[YOUR OBJECTIVE] Down to the last line, repeat the entries exactly.
DATASET RECORDS START
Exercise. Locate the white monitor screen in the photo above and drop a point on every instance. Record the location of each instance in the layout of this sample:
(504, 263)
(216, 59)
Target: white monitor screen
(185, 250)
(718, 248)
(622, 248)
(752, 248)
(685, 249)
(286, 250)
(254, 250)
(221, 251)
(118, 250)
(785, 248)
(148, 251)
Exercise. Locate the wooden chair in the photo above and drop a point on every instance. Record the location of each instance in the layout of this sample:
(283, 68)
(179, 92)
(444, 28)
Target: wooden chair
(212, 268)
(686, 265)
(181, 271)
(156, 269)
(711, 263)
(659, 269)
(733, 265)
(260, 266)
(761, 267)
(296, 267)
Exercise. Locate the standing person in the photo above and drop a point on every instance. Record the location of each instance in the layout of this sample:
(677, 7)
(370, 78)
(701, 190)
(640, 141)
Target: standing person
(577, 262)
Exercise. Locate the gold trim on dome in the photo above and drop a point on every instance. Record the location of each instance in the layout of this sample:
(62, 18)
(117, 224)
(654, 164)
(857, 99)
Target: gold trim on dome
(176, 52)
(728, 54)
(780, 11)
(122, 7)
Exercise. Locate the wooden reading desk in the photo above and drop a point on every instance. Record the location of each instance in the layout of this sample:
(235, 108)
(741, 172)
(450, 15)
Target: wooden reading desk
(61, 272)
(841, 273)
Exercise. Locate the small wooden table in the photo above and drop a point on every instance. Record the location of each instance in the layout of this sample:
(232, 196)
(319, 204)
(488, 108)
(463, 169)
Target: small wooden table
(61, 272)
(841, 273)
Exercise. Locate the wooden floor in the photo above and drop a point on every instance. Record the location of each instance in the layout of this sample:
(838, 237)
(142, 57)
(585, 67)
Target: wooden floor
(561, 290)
DATASET RECORDS END
[OUTPUT FOR THIS EXERCISE]
Exercise. Locate the white monitor screen in the photo above and drop a point on every instance. Record the location of each instance in the layout of this sample:
(504, 263)
(216, 59)
Target: white monitor screen
(185, 250)
(718, 248)
(622, 248)
(752, 248)
(685, 249)
(286, 250)
(254, 250)
(221, 251)
(118, 250)
(785, 248)
(148, 251)
Exercise. Locate the wooden chair in the photo above and drop a point on every instance. Record the location of each instance in the layout of this sample:
(283, 68)
(179, 92)
(444, 28)
Target: wooden chair
(212, 268)
(686, 265)
(181, 271)
(156, 269)
(711, 263)
(659, 269)
(733, 265)
(260, 266)
(761, 267)
(296, 267)
Exercise. Locate the standing person in the photo above and drop a point on every instance. Record the location of each instance in the layout of this sample:
(677, 7)
(370, 78)
(701, 190)
(640, 141)
Target: standing person
(577, 262)
Exercise. Locate the gold trim on dome in the photo above and drop a point on every instance. Record the location of each instance in the layout of this sample:
(62, 18)
(117, 224)
(654, 164)
(857, 99)
Target: gold trim on dome
(176, 52)
(728, 54)
(780, 11)
(122, 7)
Exercise. Locate the wooden reading desk in the photo above and drop a point on every instance. Record the location of each instance in the layout of this sample:
(235, 108)
(741, 172)
(450, 15)
Target: wooden reading desk
(61, 272)
(841, 273)
Exercise. Locate the small wooden table in the photo above and drop a point on every instance. Record the location of each instance in the layout of this sample:
(232, 196)
(319, 204)
(488, 108)
(463, 169)
Target: small wooden table
(61, 272)
(841, 273)
Exercise. Locate the wooden floor in the photo above and drop a point on every instance. Record the location of each instance in the layout of this sample:
(838, 237)
(142, 57)
(585, 67)
Target: wooden floor
(561, 290)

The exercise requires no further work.